● Selected text
┌──

A trip to the emergency room can be an extremely stressful and difficult event. Whether it’s a visit for you or someone in your family there are so many things to worry about and to top it all off, the person who needs to visit the emergency room is almost certainly in pain!
Prepare Before You Go
The best way to make sure you have a successful emergency room trip is to do some preparation beforehand. This means before anyone in your family is injured. When someone gets hurt, it’s easy to become distracted and forget what you might need, so the best time to prepare is when no one is hurt, and you can think clearly and rationally about what you might need. Make sure you know what emergency rooms are covered under your health insurance plan. After figuring out which hospital emergency rooms are covered find out which ones are closest to your place of employment, your spouse’s place of employment, your child’s school and anywhere else that you spend a lot of time. Make sure you know how to get to these places before you need to rush there.
Everyone in your family should also have an insurance card with them or know the information. Also, make sure you have any pertinent medical information written down such as chronic diseases, medications, previous injuries or blood types. All of this information can save precious time while in the emergency room, and if you have this information handy, you can decrease your risk of emergency room malpractice.

└──

● Check your understanding
#1 In the emergency room text, when is the best time to prepare?
#2 Reproduce the emergency room text word for word, starting with "Everyone in your" and going on through "emergency room malpractice.".

● Study material
┌──

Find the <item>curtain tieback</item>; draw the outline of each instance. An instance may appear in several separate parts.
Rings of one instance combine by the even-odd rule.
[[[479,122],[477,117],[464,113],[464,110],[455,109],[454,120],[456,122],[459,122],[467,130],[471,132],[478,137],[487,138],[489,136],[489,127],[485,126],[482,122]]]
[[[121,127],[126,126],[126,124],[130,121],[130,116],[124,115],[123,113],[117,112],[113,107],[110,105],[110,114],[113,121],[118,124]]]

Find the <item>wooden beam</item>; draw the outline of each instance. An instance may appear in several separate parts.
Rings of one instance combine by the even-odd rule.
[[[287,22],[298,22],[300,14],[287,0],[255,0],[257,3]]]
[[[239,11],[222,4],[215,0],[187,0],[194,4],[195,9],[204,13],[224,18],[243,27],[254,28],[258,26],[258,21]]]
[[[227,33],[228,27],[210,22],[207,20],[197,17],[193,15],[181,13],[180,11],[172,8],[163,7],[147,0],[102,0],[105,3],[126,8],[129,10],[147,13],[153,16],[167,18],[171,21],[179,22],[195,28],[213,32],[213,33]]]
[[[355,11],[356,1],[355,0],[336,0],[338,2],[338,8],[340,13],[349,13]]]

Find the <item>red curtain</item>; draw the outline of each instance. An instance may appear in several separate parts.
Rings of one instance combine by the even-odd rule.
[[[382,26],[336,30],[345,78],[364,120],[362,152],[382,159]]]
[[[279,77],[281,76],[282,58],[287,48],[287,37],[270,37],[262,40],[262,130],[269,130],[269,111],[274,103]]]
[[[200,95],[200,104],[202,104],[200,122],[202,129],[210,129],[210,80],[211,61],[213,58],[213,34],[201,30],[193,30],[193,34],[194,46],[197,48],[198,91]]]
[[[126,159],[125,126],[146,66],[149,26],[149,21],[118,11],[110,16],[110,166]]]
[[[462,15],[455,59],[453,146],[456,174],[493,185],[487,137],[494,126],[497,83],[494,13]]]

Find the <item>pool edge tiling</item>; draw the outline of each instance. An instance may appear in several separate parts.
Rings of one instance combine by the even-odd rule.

└──
┌──

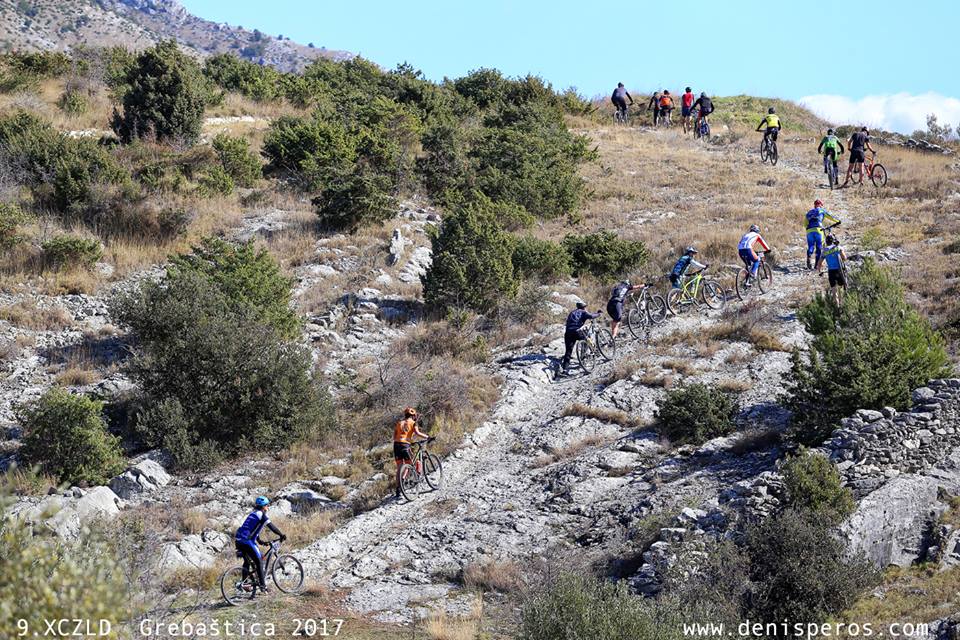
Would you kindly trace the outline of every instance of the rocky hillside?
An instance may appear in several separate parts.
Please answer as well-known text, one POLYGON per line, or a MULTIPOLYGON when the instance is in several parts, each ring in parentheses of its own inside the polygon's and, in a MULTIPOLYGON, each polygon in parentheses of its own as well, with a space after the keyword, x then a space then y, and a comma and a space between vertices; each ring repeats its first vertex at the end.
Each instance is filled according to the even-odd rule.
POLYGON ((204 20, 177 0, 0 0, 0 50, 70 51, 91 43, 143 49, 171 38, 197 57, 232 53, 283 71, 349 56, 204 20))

└──
┌──

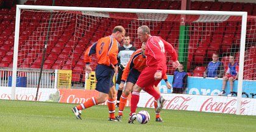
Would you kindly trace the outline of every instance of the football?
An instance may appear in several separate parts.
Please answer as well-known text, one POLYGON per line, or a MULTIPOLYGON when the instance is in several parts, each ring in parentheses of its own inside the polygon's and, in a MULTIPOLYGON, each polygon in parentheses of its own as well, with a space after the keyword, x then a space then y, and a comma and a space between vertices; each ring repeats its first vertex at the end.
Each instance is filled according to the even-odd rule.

└──

● Written responses
#1 When no one is hurt and you can think clearly and rationally about what you might need.

#2
Everyone in your family should also have an insurance card with them or know the information. Also, make sure you have any pertinent medical information written down such as chronic diseases, medications, previous injuries or blood types. All of this information can save precious time while in the emergency room, and if you have this information handy, you can decrease your risk of emergency room malpractice.